> Aufgabenstellung:
Gib aus dem Übungstext zur Finanz- und Schuldenkrise den Abschnitt zwischen „Aus der Finanz- wurde“ und „auf Kredit befeuert.“ wortgetreu zurück, beide Stellen eingeschlossen.

Als nun viele Hausbesitzer ihre Darlehen nicht mehr bedienen konnten, weil ein flexibler Zinssatz vereinbart war und der Leitzins wieder stieg, brach der US-Immobilienmarkt endgültig zusammen. Im September 2008 meldete schließlich die Investmentbank Lehman Brothers Insolvenz an. Die Verflechtungen an den Finanzmärkten sorgten dafür, dass der Finanzsektor anderer Länder ebenfalls ins Wanken geriet.

Auslöser Nr. 2: Die Schuldenkrise

Aus der Finanz- wurde eine weltweite Wirtschaftskrise und schließlich die Schuldenkrise der EU, denn der Abschwung belastete viele Staatshaushalte. Außerdem hatte die Einführung des Euro auch einige strukturelle Schwächen. Der einheitliche Leitzins der Europäischen Zentralbank (EZB) war für manche Euroländer teilweise zu niedrig und hatte dort einen Boom auf Kredit befeuert.

> Untersuchte Daten:
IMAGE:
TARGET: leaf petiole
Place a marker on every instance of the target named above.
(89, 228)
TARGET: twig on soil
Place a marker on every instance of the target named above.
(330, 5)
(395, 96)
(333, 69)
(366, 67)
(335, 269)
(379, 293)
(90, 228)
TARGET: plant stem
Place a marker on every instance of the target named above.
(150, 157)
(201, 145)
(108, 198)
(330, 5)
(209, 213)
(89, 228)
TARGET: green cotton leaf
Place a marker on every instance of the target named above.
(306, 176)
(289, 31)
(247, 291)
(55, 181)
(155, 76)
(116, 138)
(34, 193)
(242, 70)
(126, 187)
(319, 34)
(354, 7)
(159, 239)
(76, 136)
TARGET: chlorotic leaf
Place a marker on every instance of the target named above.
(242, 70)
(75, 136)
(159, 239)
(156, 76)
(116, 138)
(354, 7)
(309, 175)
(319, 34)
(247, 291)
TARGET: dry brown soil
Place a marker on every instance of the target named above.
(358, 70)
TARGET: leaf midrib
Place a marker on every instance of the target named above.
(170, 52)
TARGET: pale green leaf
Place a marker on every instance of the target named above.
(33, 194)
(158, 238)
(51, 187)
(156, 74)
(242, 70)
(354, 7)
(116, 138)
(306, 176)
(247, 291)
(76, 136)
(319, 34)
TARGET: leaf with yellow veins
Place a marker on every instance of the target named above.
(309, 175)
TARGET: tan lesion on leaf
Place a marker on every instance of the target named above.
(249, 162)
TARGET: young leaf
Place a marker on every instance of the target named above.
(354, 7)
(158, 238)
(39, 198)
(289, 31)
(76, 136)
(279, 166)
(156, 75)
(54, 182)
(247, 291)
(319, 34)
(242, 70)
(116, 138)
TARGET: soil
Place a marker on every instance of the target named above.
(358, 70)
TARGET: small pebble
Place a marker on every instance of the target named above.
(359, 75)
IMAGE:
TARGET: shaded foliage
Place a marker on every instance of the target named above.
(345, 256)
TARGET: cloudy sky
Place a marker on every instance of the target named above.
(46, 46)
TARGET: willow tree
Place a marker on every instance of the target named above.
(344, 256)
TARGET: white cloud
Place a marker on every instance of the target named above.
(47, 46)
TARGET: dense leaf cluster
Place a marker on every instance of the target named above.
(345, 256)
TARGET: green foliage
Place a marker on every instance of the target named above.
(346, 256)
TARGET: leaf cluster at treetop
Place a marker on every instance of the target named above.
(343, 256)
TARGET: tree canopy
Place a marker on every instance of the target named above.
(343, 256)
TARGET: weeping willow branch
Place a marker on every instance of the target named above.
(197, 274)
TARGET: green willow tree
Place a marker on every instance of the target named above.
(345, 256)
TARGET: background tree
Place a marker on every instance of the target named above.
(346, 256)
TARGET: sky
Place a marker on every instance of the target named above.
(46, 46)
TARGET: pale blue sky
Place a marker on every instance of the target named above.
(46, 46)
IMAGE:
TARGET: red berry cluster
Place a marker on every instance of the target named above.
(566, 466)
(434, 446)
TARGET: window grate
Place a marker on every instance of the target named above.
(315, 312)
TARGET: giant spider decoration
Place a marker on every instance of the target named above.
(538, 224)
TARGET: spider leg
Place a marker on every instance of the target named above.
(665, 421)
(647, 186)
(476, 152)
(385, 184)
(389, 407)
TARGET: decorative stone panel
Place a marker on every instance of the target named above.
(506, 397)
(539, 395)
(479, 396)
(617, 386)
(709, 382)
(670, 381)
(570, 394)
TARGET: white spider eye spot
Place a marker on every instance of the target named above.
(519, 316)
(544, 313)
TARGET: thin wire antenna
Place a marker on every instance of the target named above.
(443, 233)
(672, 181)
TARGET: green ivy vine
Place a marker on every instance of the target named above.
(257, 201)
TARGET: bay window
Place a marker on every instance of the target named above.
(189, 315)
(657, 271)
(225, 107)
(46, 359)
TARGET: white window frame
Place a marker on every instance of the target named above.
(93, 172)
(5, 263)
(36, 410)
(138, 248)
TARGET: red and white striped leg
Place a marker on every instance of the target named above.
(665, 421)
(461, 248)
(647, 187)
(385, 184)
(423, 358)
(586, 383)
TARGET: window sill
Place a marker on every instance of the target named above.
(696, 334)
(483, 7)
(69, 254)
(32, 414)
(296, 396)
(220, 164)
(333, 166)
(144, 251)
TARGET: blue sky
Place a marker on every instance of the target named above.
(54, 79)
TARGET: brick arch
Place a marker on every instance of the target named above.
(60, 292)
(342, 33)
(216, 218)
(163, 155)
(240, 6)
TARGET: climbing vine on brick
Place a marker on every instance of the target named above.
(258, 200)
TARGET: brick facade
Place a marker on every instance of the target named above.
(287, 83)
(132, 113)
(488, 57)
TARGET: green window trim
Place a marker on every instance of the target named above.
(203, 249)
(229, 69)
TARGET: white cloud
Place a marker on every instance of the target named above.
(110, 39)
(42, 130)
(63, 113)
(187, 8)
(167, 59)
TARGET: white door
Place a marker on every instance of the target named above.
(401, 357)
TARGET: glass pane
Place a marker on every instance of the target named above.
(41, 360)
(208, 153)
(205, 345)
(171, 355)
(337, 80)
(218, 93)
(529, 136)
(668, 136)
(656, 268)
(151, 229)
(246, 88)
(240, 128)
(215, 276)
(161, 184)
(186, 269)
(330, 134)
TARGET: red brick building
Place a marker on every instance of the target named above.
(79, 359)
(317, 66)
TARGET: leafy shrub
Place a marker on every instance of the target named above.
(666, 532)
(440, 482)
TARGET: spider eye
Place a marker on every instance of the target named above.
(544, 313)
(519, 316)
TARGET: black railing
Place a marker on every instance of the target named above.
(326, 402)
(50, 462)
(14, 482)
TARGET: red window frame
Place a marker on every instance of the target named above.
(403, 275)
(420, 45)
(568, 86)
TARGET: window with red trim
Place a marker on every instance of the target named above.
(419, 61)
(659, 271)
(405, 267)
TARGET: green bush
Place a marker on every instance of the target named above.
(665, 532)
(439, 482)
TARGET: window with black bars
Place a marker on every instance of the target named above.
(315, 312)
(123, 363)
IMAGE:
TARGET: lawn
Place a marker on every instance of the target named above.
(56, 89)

> Ergebnis:
Aus der Finanz- wurde eine weltweite Wirtschaftskrise und schließlich die Schuldenkrise der EU, denn der Abschwung belastete viele Staatshaushalte. Außerdem hatte die Einführung des Euro auch einige strukturelle Schwächen. Der einheitliche Leitzins der Europäischen Zentralbank (EZB) war für manche Euroländer teilweise zu niedrig und hatte dort einen Boom auf Kredit befeuert.